[START EXTRACTED INFORMATION]
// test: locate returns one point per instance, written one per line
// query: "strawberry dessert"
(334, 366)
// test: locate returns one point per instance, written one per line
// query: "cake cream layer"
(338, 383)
[END EXTRACTED INFORMATION]
Reproduce every row above verbatim, keeping each line in its original order.

TASK ANSWER:
// test: locate returns one point per instance, written one per line
// query: "strawberry dessert"
(334, 366)
// test: locate returns one point per instance, written one per line
// query: "cake cream layer"
(338, 383)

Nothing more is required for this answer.